§ ARTICLE:
--- START ---

The Perfect Fool is an opera in one act with music and libretto by the English composer Gustav Holst. Holst composed the work over the period of 1918 to 1922. The opera received its premiere at the Covent Garden Theatre, London, on 14 May 1923. Holst had originally asked Clifford Bax to write the libretto, but Bax declined.

In the score, Holst pokes fun at the works of Verdi, Wagner's Parsifal and Debussy. In the opera, the part of the Fool consists of no singing and only one spoken word ("No"). One interpretation of the possible symbolism of the opera, from Donald Tovey, is that the Princess symbolizes the world of opera and the Fool represents the British public.

--- END ---

Records of labeled points
--- START ---

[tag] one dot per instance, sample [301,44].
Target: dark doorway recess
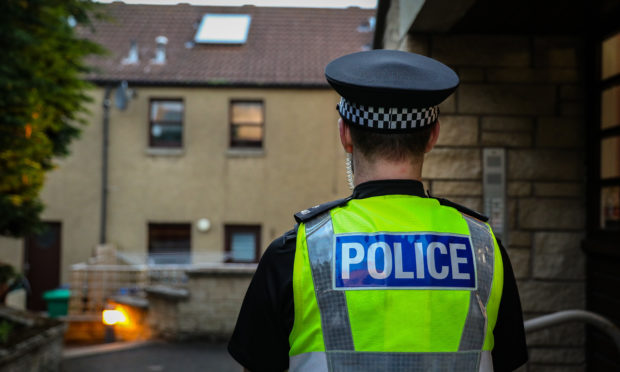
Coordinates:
[42,264]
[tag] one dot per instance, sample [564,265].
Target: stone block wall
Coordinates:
[209,307]
[524,94]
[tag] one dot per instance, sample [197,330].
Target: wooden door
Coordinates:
[42,264]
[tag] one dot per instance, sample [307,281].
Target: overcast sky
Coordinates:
[287,3]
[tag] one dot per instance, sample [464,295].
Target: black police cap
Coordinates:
[391,78]
[388,90]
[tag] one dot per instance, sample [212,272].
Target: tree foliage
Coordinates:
[42,98]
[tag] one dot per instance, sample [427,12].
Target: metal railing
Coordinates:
[119,273]
[570,316]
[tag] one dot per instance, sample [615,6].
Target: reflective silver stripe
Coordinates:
[311,362]
[337,333]
[474,331]
[486,361]
[349,361]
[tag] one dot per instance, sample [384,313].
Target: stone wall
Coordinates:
[524,94]
[36,345]
[207,308]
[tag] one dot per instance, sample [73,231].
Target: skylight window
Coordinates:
[223,29]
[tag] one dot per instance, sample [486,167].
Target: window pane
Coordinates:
[247,133]
[167,134]
[610,107]
[169,243]
[166,111]
[610,208]
[611,57]
[610,161]
[247,113]
[243,246]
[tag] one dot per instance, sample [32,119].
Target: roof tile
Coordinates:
[285,46]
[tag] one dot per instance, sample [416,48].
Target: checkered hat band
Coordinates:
[388,118]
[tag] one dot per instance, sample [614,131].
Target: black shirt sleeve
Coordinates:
[510,350]
[260,339]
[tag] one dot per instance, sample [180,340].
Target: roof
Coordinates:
[285,46]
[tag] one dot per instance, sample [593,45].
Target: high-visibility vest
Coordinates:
[394,283]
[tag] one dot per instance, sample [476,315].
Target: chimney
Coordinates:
[132,57]
[160,52]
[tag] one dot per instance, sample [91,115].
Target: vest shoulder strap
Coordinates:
[462,209]
[308,214]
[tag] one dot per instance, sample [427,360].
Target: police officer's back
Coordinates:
[388,278]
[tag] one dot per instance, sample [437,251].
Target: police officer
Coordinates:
[388,279]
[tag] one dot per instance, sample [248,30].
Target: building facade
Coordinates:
[217,145]
[538,86]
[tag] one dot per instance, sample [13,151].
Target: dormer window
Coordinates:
[223,29]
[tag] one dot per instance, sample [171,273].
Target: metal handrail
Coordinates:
[568,316]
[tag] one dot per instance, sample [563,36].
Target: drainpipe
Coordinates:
[104,165]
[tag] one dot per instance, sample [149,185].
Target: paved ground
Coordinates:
[151,357]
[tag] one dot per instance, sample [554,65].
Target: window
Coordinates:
[246,124]
[166,123]
[170,243]
[242,243]
[609,134]
[223,29]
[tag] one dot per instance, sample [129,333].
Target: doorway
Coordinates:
[42,264]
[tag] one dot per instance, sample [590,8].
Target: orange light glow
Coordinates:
[111,317]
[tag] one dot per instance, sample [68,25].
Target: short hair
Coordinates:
[390,146]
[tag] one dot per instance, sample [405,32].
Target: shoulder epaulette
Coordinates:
[462,209]
[308,214]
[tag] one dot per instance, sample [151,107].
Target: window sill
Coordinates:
[245,153]
[161,151]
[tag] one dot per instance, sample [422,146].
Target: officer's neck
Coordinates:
[382,169]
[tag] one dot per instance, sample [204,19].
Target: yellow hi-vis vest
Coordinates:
[394,283]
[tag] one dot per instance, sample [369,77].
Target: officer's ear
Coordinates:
[345,136]
[432,140]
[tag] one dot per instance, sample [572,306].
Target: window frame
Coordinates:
[232,144]
[184,225]
[230,229]
[151,144]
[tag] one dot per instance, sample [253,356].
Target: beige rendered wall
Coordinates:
[302,165]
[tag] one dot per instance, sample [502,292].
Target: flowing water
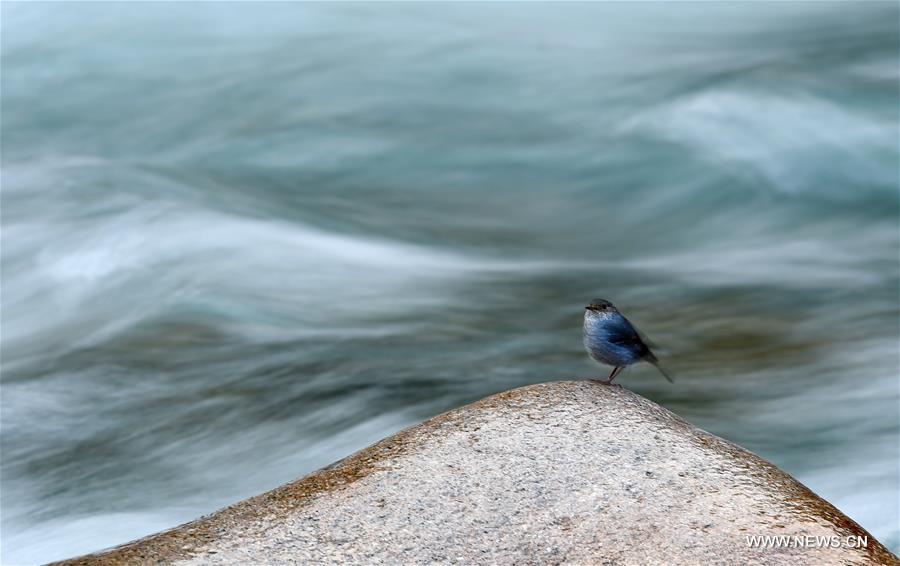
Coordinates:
[242,241]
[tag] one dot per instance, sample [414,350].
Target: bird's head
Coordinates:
[600,306]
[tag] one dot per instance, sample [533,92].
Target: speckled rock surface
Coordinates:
[556,473]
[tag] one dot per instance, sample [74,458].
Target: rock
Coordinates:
[564,472]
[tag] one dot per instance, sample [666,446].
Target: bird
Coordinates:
[611,339]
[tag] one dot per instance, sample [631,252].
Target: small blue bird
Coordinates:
[611,339]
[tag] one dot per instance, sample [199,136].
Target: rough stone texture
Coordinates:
[565,472]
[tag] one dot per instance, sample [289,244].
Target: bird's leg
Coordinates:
[612,375]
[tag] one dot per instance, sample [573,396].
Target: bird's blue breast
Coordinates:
[610,339]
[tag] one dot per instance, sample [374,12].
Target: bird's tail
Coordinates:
[652,359]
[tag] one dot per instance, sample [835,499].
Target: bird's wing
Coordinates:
[623,333]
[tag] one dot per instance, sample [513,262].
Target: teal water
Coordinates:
[241,241]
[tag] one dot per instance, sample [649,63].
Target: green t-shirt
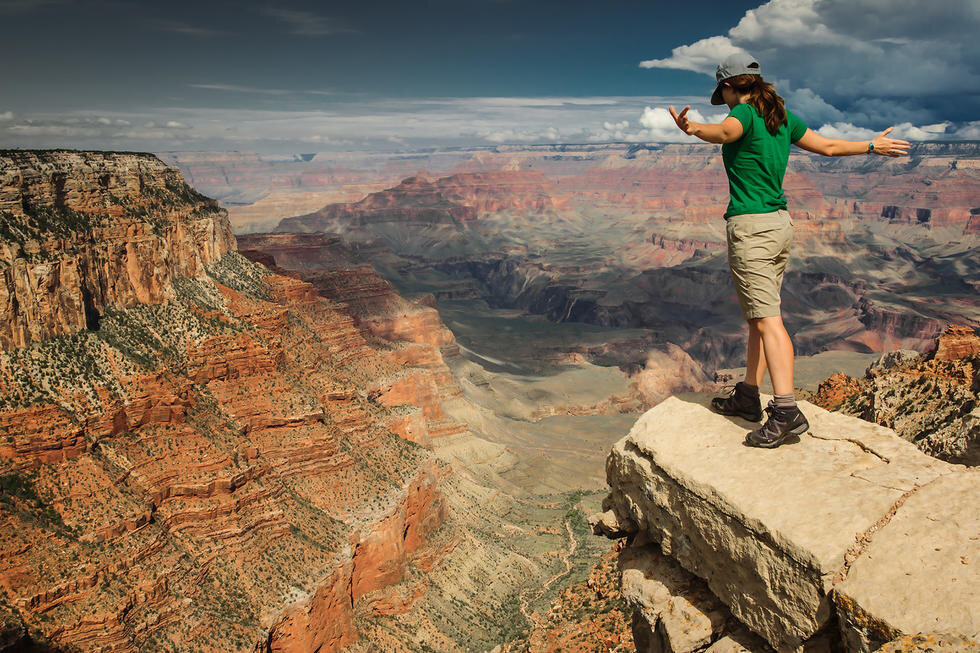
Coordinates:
[756,162]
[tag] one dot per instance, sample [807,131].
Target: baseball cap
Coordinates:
[740,63]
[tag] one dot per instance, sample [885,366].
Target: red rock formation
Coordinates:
[456,200]
[87,231]
[215,458]
[835,390]
[956,342]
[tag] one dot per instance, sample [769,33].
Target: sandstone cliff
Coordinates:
[929,399]
[83,232]
[199,459]
[250,461]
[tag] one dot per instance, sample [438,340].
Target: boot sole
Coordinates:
[799,430]
[747,416]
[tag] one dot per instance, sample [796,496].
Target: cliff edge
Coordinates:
[845,540]
[84,231]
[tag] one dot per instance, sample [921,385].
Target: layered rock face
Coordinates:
[843,540]
[218,460]
[83,232]
[928,399]
[258,462]
[633,238]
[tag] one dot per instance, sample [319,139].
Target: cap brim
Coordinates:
[716,96]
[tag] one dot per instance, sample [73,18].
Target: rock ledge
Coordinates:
[850,528]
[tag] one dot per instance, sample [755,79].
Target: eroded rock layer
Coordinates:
[86,231]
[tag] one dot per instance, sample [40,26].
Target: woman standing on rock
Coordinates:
[755,138]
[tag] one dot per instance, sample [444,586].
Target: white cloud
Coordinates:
[177,27]
[887,60]
[847,131]
[701,56]
[969,132]
[307,23]
[26,6]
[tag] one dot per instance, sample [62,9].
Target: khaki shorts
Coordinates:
[758,248]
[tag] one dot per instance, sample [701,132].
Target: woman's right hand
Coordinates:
[890,146]
[681,119]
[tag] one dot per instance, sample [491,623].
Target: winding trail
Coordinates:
[531,616]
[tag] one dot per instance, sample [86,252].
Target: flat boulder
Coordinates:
[771,531]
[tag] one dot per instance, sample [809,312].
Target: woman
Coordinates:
[755,138]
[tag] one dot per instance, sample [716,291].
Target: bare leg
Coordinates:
[755,358]
[777,352]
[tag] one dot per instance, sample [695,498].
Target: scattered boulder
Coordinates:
[891,360]
[798,541]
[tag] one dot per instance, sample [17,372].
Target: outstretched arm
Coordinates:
[728,130]
[814,142]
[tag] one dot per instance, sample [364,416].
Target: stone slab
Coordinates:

--- END ---

§ PROBLEM SET:
**A.** Reproduce the passage of the article on Holst's opera, starting at "The Perfect Fool" and ending at "the British public.".
**B.** According to the article on Holst's opera, where did The Perfect Fool receive its premiere?
**C.** Extend the article on Holst's opera The Perfect Fool beyond its final sentence.

§ THE REPLIES:
**A.**
The Perfect Fool is an opera in one act with music and libretto by the English composer Gustav Holst. Holst composed the work over the period of 1918 to 1922. The opera received its premiere at the Covent Garden Theatre, London, on 14 May 1923. Holst had originally asked Clifford Bax to write the libretto, but Bax declined.

In the score, Holst pokes fun at the works of Verdi, Wagner's Parsifal and Debussy. In the opera, the part of the Fool consists of no singing and only one spoken word ("No"). One interpretation of the possible symbolism of the opera, from Donald Tovey, is that the Princess symbolizes the world of opera and the Fool represents the British public.

**B.** At the Covent Garden Theatre, London.

**C.**
The opera was not a success, and audiences found the story confusing. Although the opera did receive a live BBC broadcast a year after its premiere, performed by the British National Opera Company and relayed from His Majesty's Theatre, London, revivals of the work have been rare. In 1995, Vernon Handley conducted a performance of the complete opera for the BBC, broadcast on 25 December.

Ballet music

The introductory ballet music is much more often performed, separately as a suite. The ballet music falls into the following sections:
 Andante (invocation)
 Dance of Spirits of Earth (Moderato – Andante)
 Dance of Spirits of Water (Allegro)
 Dance of Spirits of Fire (Allegro moderato – Andante)
Themes from the ballet music recur throughout the remainder of the opera.

Roles

Instrumentation
Woodwind: piccolo, 2 flutes, 2 oboes, english horn, 2 clarinets, bass clarinet, 2 bassoons and a contrabassoon
Brass: 4 horns in F, 4 trumpets in C, 3 trombones (2 tenor and 1 bass) and a tuba
Keyboards: a celesta
Percussion: 3 timpani, a bass drum, cymbals (suspended and clash), a tam-tam, sleigh bells, a tambourine and a xylophone.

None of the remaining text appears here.